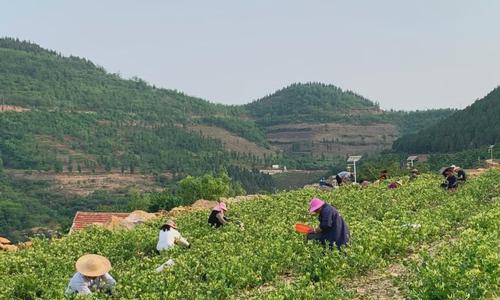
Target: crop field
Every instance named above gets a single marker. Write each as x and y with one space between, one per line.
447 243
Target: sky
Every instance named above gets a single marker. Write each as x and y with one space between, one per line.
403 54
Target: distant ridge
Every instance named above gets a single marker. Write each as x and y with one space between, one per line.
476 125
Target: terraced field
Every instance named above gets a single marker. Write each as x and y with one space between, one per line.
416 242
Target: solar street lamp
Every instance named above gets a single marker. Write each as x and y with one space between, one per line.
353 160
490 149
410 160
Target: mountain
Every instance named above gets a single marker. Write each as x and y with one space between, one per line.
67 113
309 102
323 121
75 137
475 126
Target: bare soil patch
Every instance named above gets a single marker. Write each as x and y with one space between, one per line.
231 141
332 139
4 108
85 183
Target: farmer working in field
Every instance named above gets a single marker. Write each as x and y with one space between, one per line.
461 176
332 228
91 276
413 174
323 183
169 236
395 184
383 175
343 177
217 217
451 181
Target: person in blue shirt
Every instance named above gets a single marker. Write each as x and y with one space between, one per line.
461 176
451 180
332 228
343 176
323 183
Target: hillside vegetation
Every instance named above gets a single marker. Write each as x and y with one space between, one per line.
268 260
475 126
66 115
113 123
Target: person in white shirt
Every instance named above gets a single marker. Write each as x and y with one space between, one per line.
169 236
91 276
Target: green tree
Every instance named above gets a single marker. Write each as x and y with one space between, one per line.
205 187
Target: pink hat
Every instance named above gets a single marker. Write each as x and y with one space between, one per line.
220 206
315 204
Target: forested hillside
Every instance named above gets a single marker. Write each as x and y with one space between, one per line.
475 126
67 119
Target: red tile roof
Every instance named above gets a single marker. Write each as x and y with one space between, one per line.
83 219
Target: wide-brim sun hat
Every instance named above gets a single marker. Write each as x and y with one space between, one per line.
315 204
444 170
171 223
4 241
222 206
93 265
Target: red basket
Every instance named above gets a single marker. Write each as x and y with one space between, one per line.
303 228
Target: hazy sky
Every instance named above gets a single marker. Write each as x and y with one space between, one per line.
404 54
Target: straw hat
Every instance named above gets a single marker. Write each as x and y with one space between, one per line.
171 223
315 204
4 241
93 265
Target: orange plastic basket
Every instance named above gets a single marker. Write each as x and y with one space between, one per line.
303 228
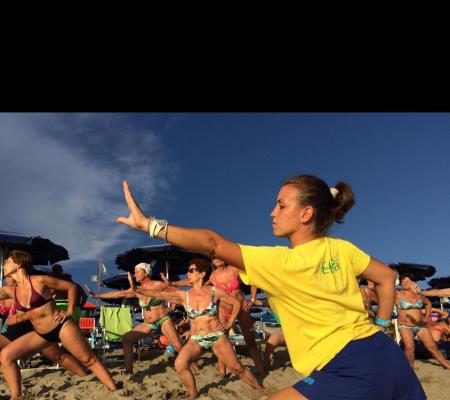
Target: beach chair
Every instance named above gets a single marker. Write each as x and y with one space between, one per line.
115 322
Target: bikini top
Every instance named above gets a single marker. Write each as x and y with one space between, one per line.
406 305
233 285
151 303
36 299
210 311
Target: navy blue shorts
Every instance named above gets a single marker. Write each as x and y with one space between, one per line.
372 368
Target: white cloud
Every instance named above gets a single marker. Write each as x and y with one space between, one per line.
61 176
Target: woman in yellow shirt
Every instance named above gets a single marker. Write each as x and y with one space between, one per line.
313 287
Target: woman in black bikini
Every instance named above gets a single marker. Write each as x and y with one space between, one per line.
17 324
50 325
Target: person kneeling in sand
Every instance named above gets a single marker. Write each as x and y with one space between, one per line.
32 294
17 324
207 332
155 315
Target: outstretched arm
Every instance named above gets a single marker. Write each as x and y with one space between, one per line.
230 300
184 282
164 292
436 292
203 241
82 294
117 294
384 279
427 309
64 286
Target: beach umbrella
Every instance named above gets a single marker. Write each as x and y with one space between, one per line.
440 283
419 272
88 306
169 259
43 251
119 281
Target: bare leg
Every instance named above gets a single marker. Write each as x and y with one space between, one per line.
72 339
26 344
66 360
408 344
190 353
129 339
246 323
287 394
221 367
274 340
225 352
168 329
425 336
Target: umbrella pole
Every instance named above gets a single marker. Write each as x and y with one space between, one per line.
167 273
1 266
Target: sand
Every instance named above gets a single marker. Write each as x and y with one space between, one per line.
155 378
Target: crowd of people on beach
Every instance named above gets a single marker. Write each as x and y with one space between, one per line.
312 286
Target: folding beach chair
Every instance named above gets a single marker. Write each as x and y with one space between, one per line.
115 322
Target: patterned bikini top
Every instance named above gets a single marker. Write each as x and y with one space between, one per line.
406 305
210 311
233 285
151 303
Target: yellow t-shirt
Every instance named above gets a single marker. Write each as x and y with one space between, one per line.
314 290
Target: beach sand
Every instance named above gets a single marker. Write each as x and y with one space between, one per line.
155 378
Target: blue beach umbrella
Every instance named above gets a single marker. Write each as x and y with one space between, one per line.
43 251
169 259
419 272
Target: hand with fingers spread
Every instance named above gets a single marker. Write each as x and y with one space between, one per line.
--
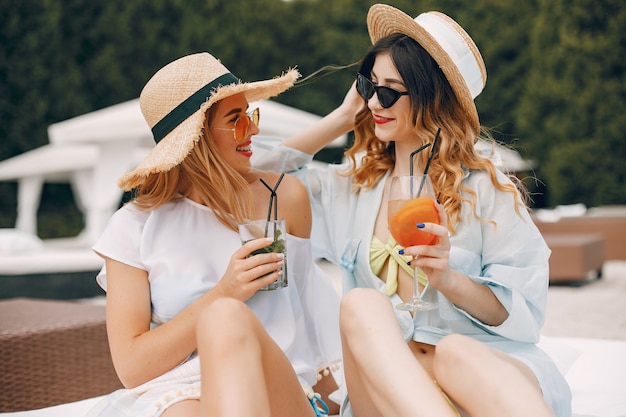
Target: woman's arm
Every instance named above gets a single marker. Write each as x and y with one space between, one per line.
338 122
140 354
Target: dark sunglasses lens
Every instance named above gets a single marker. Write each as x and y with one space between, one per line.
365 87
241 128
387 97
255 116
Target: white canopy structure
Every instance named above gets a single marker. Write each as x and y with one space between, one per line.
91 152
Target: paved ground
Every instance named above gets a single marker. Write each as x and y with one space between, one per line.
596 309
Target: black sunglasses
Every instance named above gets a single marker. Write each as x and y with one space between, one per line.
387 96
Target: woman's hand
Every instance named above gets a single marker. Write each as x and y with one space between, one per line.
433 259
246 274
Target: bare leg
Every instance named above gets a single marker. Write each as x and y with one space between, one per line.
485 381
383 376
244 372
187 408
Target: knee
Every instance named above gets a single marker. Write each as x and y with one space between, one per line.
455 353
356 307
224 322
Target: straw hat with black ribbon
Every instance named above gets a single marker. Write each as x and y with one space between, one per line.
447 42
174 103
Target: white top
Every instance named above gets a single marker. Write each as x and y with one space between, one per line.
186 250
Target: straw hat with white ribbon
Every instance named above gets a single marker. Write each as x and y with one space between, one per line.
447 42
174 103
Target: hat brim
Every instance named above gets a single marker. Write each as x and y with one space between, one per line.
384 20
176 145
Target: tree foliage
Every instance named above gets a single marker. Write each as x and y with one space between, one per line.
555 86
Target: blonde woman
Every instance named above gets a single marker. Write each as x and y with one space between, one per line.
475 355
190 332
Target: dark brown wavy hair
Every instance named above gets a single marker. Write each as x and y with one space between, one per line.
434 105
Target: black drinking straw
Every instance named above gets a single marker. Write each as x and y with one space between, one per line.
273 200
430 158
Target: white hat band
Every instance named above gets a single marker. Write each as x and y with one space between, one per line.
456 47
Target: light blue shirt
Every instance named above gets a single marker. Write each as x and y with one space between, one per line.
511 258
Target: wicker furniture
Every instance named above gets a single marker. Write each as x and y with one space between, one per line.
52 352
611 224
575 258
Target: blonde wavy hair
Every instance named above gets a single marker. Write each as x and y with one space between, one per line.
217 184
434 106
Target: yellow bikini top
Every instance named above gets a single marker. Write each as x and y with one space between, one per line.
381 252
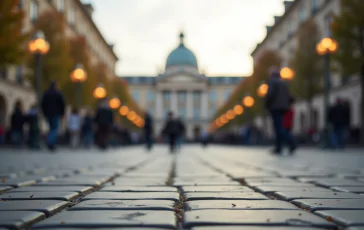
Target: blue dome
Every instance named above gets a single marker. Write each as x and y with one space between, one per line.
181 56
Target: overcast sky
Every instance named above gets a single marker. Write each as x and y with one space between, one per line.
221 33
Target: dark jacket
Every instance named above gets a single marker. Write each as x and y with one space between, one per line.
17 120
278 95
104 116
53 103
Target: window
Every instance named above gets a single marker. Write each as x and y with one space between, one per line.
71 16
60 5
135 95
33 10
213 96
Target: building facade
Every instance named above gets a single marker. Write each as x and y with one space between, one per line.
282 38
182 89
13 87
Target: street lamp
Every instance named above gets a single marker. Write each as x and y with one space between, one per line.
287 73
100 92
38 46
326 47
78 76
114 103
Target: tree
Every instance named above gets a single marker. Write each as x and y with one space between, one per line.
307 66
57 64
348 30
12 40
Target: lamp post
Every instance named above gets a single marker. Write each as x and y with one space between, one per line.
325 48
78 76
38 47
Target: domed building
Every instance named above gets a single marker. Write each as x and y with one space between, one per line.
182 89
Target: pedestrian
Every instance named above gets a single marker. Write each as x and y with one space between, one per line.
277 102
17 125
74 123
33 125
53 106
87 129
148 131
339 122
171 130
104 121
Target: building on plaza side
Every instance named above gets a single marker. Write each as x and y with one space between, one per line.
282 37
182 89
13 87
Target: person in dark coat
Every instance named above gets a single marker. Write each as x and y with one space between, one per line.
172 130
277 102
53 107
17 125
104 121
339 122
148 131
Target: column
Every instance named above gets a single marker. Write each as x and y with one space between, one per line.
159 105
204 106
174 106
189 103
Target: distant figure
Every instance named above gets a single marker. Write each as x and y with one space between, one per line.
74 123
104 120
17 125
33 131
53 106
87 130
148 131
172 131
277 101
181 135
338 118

**EXERCISE AIM:**
Please output exactly the lines between the one holding "Target: forested hillside" and the one holding "Target: red basket" in the records above, inclusive, and nothing more.

**ANSWER TO THIS EXERCISE:**
Target: forested hillside
Every instance named above gets a single marker. Write each as x and y with one space between, one per line.
475 126
67 119
Target: red tile roof
Every instance named above gets a single marker. Write each as x and y with one space between, one per line.
83 219
Target: wide-brim sun hat
Every instance named above gets a single marker. Write each as x and y with one space between, one per line.
315 204
444 170
171 223
4 241
222 206
93 265
Target: red basket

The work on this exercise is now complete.